## Records supplied:
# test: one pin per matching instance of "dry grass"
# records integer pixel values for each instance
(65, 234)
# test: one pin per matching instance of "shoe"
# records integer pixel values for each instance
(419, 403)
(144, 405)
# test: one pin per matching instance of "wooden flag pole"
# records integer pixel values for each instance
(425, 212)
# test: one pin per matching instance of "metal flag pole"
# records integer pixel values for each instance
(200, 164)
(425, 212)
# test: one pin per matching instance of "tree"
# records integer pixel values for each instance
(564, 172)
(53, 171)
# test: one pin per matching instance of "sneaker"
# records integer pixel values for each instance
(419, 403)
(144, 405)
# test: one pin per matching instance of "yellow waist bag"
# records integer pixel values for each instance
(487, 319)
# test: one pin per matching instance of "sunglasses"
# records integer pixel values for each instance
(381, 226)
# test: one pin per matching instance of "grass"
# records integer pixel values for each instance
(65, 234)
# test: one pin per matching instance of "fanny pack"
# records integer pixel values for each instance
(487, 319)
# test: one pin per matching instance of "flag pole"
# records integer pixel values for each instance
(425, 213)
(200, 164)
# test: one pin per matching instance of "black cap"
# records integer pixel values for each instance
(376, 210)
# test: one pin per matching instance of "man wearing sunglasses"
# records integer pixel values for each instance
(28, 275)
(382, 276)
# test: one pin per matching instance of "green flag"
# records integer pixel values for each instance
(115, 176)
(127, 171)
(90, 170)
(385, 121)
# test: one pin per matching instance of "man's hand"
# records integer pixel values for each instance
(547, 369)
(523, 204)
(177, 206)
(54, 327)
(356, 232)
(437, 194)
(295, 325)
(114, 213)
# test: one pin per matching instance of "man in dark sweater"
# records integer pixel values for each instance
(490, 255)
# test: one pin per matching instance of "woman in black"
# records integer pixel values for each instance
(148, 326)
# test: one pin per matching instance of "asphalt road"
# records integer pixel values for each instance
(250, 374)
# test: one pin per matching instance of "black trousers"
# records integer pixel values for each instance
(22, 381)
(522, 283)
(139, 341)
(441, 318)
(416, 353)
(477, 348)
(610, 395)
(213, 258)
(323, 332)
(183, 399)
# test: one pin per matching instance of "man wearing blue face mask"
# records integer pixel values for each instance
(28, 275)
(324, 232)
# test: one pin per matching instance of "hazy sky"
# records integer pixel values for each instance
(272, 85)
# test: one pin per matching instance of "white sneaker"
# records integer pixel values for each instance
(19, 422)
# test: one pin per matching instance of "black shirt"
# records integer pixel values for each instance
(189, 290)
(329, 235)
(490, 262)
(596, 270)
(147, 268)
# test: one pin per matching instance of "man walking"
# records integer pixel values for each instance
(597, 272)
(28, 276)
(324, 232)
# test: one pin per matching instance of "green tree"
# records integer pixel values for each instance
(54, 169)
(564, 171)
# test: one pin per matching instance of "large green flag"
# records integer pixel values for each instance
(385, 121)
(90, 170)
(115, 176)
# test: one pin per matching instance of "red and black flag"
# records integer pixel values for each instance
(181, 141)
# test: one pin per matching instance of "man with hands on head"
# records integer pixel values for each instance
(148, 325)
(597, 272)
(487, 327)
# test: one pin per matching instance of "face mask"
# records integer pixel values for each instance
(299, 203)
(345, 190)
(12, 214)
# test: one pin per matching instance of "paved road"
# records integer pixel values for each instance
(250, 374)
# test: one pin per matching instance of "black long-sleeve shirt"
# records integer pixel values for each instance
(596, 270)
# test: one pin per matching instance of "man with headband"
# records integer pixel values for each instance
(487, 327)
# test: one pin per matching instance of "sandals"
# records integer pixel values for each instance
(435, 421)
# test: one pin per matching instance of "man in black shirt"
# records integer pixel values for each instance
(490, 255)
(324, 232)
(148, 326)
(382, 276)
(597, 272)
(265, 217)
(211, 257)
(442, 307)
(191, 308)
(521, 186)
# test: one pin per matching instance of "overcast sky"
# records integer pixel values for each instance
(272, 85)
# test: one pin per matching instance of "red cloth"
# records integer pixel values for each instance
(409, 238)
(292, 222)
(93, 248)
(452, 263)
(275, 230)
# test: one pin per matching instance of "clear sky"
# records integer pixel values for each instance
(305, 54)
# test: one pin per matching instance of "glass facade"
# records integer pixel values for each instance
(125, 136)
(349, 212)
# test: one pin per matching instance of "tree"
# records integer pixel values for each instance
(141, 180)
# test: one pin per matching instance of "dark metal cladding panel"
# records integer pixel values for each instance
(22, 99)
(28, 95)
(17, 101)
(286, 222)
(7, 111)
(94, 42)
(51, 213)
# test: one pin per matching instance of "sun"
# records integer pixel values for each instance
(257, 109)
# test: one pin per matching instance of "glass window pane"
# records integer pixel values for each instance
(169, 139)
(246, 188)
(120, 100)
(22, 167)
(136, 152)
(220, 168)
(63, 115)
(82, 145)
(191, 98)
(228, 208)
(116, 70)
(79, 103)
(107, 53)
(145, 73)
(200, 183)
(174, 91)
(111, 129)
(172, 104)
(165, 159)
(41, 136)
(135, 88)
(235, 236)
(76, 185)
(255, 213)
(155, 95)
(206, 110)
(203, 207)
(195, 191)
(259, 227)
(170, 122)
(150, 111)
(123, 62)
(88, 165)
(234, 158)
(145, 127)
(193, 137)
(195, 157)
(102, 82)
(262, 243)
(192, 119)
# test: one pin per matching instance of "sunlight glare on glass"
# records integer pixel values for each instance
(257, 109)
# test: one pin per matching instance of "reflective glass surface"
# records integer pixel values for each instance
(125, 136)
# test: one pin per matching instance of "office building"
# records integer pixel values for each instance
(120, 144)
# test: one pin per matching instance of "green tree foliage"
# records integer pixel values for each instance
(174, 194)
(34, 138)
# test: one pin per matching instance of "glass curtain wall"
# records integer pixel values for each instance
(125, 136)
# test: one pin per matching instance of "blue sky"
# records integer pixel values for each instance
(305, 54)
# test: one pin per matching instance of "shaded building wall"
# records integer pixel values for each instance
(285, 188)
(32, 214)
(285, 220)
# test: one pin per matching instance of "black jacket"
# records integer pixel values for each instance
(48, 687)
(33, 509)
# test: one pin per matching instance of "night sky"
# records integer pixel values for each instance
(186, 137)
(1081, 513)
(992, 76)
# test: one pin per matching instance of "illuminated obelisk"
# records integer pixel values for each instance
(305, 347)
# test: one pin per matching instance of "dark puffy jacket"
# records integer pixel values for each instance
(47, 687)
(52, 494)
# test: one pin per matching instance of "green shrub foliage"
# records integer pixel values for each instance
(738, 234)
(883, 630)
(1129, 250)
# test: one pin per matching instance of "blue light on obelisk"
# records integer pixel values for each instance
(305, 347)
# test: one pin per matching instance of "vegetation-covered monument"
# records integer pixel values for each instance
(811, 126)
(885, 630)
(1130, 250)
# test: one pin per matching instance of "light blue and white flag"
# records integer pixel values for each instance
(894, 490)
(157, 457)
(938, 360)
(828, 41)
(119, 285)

## Stated exercise:
Extract every line from the one containing "blue and white" to the end of the entries, including both of those lines, exactly as given and with nothing added.

## Output of the exercise:
# test: one pin per matching instance of "light blue and white flag"
# records integer pixel values for each instance
(894, 490)
(157, 457)
(938, 360)
(828, 41)
(119, 285)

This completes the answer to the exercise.